SELECTION:
-*-

SUB-PROBLEMS INCLUDING LEADING TO IMPAIRMENT AND BEST PRACTICES FOR POTENTIAL SOURCES OF WATER CONTAMINATION
Some of the factors leading to impairment and their associated Best Practices are discussed in this chapter.
Acid Mine Drainage
Acidic drainage from mines is caused by sulfide minerals which have been exposed to air or water and then seep into groundwater or surface water. The acidic materials are harmful to aquatic ecosystems and humans through direct contact and ingestion of water. There are an estimated 500,000 abandoned mines in the United States with 130 of them either on the National Priorities List or capable of being on it. This contamination covers more than 1 million acres of land. Surface water and groundwater is contaminated from seepage from various mine openings, waste rock, mill t ailings, waste slurries, and waste sludges which have been placed in unlined lagoons.
Best Practices for Acid Mine Drainage (See endnote 5)

-*-

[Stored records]
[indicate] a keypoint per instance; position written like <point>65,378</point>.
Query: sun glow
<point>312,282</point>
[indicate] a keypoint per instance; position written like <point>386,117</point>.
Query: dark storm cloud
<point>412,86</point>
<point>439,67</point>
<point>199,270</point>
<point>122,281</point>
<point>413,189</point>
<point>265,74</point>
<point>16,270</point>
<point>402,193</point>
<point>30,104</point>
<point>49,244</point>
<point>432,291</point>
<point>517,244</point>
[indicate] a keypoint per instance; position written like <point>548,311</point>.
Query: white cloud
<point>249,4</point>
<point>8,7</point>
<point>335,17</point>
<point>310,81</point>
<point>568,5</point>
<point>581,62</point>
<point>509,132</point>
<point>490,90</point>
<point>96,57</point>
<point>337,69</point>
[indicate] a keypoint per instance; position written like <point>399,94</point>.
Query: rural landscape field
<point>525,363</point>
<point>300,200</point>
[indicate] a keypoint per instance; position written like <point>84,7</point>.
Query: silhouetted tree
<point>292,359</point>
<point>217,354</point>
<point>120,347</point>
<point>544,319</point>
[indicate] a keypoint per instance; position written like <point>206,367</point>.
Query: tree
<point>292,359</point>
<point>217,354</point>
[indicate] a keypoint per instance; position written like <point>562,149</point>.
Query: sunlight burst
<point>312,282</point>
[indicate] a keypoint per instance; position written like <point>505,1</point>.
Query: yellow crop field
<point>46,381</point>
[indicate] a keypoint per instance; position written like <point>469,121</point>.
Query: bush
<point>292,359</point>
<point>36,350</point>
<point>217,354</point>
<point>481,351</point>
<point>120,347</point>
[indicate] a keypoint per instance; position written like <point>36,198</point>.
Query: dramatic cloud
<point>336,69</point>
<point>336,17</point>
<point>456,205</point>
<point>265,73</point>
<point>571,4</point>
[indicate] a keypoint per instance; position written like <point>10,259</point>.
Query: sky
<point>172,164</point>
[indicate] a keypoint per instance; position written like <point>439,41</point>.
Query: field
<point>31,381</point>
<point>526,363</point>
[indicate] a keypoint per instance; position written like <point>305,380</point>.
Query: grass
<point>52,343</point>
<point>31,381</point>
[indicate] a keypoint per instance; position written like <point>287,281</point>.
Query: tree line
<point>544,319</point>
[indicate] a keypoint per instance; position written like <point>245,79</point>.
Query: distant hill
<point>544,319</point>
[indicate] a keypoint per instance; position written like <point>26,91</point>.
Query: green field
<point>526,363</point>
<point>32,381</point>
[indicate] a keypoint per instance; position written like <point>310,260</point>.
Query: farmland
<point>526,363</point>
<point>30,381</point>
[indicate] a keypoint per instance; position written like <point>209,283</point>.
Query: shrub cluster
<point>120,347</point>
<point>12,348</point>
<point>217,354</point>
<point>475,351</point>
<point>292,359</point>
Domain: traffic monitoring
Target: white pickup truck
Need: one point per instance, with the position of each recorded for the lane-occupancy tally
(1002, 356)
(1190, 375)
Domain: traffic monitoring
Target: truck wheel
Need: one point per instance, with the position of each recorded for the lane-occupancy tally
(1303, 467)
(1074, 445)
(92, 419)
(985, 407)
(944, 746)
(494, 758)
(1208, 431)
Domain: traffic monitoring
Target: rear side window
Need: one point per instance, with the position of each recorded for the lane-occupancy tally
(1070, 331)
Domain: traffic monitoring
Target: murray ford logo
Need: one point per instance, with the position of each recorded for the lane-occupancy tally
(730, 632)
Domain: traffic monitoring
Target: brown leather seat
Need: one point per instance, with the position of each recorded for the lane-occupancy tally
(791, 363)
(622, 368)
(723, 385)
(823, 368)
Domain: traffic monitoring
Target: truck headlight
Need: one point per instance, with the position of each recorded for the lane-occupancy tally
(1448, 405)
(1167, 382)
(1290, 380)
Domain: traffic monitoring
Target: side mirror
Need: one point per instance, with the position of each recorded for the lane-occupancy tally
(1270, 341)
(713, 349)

-*-

WORK TO COMPLETE:
1 – According to the chapter on sources of water contamination, about how many abandoned mines are estimated to exist in the United States?
2 – Name every source of seepage that the chapter on sources of water contamination gives as contaminating surface water and groundwater at mines.
3 – Extend the chapter on sources of water contamination from its final heading by writing the section on best practices for acid mine drainage.

EXERCISE ANSWERS:
1 – An estimated 500,000.

2 – Mine openings, waste rock, mill tailings, waste slurries, and waste sludges placed in unlined lagoons.

3 –
- 1. Since remediation of acid mine waste sites is energy intensive, the following should be observed for testing purposes use field kits, low flow samplers, remote sensing, and existing boreholes for sampling; the use of sonic rotary drilling instead of conventional rotary drilling or hammer techniques; the use of phosphate-free detergents instead of organic solvents or acids; and the use of safe drilling fluid or water in a closed loop system. Utilize renewable sources of energy, such as wind energy, and capture and use any energy produced by the consumption of the agricultural and forestry waste products or gases from the site.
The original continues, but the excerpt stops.